=== READING TEXT ===

■ ■ ■ ■ ■ ■ ■

Some other operations like DISTINCT, GROUP BY can produce UniqueKey as well.

NULL values
-----------
I added notnullattrs in RelOptInfo, which present if these attributes may
not be NULL after the baserestrictinfo is executed. not-null-attributes
may be generated by not-null constraint in catalog or baserestrictinfo
(only) filter. However it is possible become NULLs because of outer
join, then Var.varnullingrels is used in this case. see
'var_is_nullable' function call. 

To simplify the UniqueKey module, it doesn't care about the null values
during the maintaining, which means it may contains multi NULL values
all the time by design. However whenever a user case care about that,
the user case can get the answer with the above logic, that is what
'mark-distinct-as-noop' does. 

How to reduce the overhead
----------------------------------
UniqueKey employs the similar strategy like PathKey, it only maintain
the interesting PathKey. Currently the interesting UniqueKey includes:
1). It is subset of distinct_pathkeys.
2). It is used in mergeable join clauses for unique key deduction (for
the join rel case, rule 1). In this case, it can be discarded quickly if
the join has been done.

To avoid to check if an uniquekey is subset of distinct clause again and
again, I cached the result into UnqiueKey struct during the UniqueKey
creation. 

Since our first goal is just used for marking distinct as no-op, so if
there is no distinct clause at all, unique key will be not maintained at
the beginning. so we can have some codes like:

if (root->distinct_pathkeys == NULL)

■ ■ ■ ■ ■ ■ ■

=== LISTED RECORDS ===
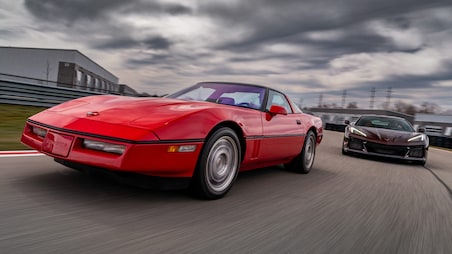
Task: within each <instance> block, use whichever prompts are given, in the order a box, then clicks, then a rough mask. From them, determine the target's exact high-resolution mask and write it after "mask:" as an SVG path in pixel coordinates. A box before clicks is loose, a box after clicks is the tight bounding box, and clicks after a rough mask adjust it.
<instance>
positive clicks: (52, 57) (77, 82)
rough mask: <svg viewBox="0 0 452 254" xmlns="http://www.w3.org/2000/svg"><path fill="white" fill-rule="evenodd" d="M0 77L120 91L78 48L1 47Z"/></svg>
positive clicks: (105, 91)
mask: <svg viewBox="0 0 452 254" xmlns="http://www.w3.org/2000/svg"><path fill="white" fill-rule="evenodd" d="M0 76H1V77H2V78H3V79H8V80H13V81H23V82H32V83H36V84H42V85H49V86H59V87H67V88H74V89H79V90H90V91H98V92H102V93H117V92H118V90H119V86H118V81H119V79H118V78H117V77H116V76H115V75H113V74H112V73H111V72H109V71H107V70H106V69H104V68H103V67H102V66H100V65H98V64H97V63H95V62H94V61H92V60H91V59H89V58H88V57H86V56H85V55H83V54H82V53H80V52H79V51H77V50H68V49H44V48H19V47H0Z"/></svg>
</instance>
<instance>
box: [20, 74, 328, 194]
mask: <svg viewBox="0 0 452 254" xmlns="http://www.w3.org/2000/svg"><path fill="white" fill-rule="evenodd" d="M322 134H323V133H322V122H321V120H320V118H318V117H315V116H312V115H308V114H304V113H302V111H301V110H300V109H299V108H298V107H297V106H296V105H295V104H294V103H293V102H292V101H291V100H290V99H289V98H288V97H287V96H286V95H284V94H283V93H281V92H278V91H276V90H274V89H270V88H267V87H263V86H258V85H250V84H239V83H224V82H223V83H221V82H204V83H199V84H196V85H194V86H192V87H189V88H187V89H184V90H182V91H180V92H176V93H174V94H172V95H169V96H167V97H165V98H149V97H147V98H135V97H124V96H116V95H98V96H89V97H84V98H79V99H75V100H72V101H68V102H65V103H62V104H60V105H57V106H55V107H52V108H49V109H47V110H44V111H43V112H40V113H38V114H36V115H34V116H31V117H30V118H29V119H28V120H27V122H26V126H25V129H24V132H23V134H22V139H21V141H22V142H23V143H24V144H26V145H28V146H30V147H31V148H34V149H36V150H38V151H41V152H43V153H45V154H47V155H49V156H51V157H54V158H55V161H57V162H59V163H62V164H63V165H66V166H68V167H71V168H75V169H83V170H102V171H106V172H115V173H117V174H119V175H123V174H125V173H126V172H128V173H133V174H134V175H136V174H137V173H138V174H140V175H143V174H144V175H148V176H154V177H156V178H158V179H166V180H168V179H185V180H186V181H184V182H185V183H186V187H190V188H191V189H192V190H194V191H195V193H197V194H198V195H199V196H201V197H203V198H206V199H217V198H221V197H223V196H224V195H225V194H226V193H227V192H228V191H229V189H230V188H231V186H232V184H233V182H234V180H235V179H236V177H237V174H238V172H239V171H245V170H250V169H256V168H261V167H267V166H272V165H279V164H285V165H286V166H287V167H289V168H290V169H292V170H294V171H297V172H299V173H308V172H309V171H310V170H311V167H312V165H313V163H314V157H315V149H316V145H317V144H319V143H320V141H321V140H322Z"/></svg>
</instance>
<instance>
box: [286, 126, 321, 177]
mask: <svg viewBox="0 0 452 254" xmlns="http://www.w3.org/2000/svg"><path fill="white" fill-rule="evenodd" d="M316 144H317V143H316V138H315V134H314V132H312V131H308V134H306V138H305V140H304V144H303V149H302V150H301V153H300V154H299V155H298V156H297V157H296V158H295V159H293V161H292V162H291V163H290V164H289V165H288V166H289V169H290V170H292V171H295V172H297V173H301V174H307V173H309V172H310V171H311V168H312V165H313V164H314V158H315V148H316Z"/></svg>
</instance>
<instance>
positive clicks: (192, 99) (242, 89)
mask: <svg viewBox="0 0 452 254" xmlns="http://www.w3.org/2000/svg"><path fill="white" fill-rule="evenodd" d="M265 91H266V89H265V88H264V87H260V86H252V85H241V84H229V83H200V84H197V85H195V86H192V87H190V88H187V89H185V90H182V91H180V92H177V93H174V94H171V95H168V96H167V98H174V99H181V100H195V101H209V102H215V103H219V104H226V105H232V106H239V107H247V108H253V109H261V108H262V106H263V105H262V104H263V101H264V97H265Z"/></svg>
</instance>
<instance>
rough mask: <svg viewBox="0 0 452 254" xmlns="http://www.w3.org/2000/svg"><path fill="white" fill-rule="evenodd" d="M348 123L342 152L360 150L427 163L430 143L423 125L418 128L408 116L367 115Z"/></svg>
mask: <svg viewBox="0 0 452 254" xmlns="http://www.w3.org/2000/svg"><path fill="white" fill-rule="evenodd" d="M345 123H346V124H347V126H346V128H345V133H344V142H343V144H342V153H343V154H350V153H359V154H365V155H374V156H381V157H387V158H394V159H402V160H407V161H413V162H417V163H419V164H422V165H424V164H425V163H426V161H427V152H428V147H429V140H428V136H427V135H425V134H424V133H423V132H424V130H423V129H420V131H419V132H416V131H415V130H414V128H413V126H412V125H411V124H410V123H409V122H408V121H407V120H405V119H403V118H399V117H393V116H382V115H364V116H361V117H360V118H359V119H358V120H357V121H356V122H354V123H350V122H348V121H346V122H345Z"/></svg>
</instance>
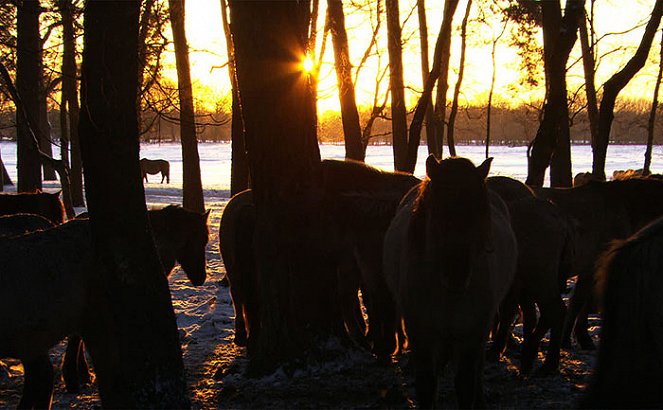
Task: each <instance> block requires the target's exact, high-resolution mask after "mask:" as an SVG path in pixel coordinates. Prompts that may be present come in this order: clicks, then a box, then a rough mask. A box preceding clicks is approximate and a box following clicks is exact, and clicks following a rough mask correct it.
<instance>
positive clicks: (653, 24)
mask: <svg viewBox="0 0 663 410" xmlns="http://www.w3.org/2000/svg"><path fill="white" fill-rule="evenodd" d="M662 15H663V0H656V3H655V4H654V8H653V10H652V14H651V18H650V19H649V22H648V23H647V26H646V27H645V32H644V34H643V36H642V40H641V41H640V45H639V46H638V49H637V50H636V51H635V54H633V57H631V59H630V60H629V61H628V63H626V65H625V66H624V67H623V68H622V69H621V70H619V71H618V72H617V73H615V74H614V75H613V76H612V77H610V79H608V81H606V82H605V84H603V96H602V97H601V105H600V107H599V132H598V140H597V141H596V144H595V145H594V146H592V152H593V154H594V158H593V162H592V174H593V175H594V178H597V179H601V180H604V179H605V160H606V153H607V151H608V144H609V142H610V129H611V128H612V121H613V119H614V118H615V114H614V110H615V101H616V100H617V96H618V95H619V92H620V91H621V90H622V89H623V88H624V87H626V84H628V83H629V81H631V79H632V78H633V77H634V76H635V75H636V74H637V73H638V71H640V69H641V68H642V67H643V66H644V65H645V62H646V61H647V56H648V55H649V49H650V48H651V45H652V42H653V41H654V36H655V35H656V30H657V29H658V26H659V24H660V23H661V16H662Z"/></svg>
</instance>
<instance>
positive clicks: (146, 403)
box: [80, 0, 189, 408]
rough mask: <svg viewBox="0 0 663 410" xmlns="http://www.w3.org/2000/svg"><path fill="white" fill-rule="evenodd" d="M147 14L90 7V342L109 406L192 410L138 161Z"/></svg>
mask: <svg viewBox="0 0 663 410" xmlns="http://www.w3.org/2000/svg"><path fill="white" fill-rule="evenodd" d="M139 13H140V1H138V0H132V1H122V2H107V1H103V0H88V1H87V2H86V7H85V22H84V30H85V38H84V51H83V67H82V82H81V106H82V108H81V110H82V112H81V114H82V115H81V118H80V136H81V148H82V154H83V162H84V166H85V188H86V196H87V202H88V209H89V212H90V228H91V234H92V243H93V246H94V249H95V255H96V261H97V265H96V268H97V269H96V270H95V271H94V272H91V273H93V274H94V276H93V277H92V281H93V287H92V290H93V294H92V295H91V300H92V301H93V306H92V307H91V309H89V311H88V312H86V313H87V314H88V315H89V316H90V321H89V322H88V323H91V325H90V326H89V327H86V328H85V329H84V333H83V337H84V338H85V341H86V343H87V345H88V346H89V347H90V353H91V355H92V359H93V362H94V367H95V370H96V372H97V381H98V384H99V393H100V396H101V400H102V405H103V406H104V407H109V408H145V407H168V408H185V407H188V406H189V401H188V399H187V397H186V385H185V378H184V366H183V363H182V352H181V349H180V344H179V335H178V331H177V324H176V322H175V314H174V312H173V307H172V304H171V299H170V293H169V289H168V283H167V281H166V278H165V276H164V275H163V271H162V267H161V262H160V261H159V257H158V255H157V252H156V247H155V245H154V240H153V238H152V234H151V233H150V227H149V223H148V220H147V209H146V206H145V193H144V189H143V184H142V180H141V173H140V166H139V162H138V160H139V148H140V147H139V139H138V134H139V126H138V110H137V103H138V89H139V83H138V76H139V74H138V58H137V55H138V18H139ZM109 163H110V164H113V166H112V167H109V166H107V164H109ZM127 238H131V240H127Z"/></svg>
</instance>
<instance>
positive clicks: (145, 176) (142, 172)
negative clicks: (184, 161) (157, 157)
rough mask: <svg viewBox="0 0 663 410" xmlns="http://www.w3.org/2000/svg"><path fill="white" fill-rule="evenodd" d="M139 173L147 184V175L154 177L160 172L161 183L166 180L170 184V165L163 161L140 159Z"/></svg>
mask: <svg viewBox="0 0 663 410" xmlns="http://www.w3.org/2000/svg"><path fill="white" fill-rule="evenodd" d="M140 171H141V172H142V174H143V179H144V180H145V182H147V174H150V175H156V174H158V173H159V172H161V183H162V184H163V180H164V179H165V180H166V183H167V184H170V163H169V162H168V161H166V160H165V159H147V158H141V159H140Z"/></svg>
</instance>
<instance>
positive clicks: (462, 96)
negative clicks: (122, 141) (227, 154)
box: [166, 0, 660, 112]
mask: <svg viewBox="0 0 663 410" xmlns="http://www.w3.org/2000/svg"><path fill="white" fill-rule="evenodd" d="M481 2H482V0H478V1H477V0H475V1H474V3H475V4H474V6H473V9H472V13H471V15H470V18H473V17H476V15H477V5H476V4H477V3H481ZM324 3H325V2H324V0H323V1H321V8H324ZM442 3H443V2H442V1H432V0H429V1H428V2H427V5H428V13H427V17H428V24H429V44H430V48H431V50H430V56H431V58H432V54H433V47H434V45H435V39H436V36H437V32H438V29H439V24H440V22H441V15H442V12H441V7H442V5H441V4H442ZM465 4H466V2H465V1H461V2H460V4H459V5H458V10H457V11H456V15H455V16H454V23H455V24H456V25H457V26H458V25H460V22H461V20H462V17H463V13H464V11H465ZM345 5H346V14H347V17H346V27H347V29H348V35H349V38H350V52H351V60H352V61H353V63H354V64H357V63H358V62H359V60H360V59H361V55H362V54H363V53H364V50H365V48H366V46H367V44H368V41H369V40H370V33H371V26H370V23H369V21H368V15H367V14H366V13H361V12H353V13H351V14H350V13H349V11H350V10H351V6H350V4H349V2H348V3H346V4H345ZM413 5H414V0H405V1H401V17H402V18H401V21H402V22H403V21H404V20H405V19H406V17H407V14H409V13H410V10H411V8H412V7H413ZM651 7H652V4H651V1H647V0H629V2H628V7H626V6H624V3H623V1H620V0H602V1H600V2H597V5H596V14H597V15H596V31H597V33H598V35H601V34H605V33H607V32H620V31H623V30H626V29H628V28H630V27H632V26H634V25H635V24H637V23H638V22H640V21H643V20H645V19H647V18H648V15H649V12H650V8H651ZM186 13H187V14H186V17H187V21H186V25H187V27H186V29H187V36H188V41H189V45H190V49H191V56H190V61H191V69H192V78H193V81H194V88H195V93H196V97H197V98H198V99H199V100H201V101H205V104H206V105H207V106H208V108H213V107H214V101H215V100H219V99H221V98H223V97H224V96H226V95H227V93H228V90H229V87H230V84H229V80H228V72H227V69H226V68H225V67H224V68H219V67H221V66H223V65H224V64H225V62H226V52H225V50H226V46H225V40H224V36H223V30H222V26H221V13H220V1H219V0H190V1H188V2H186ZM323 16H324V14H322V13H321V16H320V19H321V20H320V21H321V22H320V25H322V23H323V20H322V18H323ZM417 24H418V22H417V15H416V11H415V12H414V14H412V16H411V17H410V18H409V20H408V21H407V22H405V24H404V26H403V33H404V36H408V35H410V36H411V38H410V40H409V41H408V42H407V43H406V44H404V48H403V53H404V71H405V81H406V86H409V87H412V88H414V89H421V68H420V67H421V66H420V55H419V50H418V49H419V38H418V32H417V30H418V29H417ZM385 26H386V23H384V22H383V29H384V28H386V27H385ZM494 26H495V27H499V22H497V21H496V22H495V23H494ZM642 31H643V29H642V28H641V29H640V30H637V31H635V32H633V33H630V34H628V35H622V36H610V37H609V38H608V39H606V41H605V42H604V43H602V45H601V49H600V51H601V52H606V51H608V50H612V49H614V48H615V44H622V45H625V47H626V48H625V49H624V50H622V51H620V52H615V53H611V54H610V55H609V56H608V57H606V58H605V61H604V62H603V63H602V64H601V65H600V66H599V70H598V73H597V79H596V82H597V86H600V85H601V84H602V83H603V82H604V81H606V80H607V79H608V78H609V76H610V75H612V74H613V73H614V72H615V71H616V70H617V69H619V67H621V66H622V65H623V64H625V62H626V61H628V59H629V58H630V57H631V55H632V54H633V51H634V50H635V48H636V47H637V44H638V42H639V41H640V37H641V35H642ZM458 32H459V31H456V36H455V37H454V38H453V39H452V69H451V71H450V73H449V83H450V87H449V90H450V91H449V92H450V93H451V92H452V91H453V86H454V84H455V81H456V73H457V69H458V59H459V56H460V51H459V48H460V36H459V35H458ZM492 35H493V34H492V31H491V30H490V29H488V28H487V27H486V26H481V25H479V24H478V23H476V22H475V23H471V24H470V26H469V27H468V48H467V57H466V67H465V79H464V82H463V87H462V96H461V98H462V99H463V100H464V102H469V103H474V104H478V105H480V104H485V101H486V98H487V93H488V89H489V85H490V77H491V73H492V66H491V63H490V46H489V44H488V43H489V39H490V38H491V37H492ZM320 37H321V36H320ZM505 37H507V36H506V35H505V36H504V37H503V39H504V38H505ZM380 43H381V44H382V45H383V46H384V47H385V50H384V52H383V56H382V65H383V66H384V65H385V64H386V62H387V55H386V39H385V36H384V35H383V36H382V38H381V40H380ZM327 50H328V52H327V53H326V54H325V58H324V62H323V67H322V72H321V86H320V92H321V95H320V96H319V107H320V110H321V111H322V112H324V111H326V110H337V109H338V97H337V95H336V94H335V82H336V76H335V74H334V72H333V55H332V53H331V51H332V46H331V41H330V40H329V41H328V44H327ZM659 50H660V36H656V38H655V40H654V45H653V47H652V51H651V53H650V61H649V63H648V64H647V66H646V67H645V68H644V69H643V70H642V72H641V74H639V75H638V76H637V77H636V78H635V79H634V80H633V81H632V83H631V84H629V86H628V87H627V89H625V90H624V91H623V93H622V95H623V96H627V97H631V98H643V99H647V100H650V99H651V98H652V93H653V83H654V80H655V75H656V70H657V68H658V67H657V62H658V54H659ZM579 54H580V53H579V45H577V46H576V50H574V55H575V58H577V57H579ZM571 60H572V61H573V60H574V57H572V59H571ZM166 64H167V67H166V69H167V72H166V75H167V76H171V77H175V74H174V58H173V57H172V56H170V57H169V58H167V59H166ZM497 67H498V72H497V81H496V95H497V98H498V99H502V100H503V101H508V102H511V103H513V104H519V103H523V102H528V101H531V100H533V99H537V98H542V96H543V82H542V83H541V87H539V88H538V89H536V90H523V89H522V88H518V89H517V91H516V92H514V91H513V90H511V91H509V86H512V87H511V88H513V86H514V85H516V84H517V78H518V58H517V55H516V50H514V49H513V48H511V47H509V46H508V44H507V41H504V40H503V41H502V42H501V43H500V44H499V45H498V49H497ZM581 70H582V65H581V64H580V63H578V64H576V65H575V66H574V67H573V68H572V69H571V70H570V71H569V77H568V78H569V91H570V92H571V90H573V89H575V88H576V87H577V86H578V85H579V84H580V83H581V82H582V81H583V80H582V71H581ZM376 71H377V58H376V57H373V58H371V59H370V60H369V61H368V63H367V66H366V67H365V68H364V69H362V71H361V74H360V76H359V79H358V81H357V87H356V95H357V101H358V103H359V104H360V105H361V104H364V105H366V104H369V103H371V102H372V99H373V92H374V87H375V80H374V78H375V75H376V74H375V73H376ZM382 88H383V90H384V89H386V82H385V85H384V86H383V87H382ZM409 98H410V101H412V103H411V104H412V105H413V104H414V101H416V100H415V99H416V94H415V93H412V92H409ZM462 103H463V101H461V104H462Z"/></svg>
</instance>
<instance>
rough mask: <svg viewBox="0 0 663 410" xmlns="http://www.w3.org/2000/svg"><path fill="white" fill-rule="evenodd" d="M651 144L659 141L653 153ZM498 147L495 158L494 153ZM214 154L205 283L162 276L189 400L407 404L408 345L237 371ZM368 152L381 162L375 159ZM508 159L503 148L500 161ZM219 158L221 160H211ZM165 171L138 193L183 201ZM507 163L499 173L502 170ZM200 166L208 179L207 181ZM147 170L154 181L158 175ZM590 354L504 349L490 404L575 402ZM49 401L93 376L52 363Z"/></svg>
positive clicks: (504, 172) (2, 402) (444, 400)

■ ■ ■ ■ ■ ■ ■

=== PROMPT 1 ===
Write out the UniqueKey text between "To simplify the" and "has been done.", inclusive.
=== PROMPT 2 ===
Extend the UniqueKey text from the point where it stops.

=== RESPONSE AREA 1 ===
To simplify the UniqueKey module, it doesn't care about the null values
during the maintaining, which means it may contains multi NULL values
all the time by design. However whenever a user case care about that,
the user case can get the answer with the above logic, that is what
'mark-distinct-as-noop' does. 

How to reduce the overhead
----------------------------------
UniqueKey employs the similar strategy like PathKey, it only maintain
the interesting PathKey. Currently the interesting UniqueKey includes:
1). It is subset of distinct_pathkeys.
2). It is used in mergeable join clauses for unique key deduction (for
the join rel case, rule 1). In this case, it can be discarded quickly if
the join has been done.

=== RESPONSE AREA 2 ===
return;

This fast path is NOT added for now for better code coverage.

What I have now:
----------------

The current patch just maintain the UniqueKey at the baserel level and
used it for mark-distinct-as-noop purpose. including the basic idea of

- How the UniqueKey is defined. 
- How to find out the interesting pathkey in the base relation level.
- How to figure out the unique key contains NULL values.

Also the test cases are prepared, see uniquekey.sql.

Some deep issues can only be found during the development, but I still
like to gather more feedback to see if anything is wrong at the first
place. Like what role will the collation play on for UniqueKey.

Any thought?

>From 1248b106a0e3d759896e95e36bafcda65216a965 Mon Sep 17 00:00:00 2001
From: Andy Fan <[email protected]>
Date: Thu, 12 Oct 2023 13:45:51 +0800
Subject: [PATCH v1 1/1] uniquekey on base relation and used it for
 mark-distinct-as-op.

---
 src/backend/nodes/list.c                |  17 ++
 src/backend/optimizer/path/Makefile     |   3 +-
 src/backend/optimizer/path/allpaths.c   |   2 +
 src/backend/optimizer/path/equivclass.c |  48 +++
 src/backend/optimizer/path/uniquekey.c  | 387 ++++++++++++++++++++++++
 src/backend/optimizer/plan/initsplan.c  |   8 +
 src/backend/optimizer/plan/planner.c    |  33 ++
 src/backend/optimizer/util/plancat.c    |  10 +
 src/backend/optimizer/util/relnode.c    |   2 +
 src/include/nodes/pathnodes.h           |  19 ++
 src/include/nodes/pg_list.h             |   2 +
 src/include/optimizer/paths.h           |  10 +
 src/test/regress/expected/uniquekey.out |  69 +++++
 src/test/regress/parallel_schedule      |   2 +-
 src/test/regress/sql/uniquekey.sql      |  33 ++
 15 files changed, 643 insertions(+), 2 deletions(-)
 create mode 100644 src/backend/optimizer/path/uniquekey.c
 create mode 100644 src/test/regress/expected/uniquekey.out
 create mode 100644 src/test/regress/sql/uniquekey.sql

diff --git a/src/backend/nodes/list.c b/src/backend/nodes/list.c
index 750ee5a7e55..eaeaa19ad2d 100644
--- a/src/backend/nodes/list.c
+++ b/src/backend/nodes/list.c
@@ -694,6 +694,23 @@ list_member_ptr(const List *list, const void *datum)
 	return false;
 }
 
+/*
+ * Return index of the datum in list if found. otherwise return -1.
+ */
+int
+list_member_ptr_pos(const List *list, const void *datum)
+{
+	ListCell   *lc;
+
+	foreach(lc, list)
+	{
+		if (lfirst(lc) == datum)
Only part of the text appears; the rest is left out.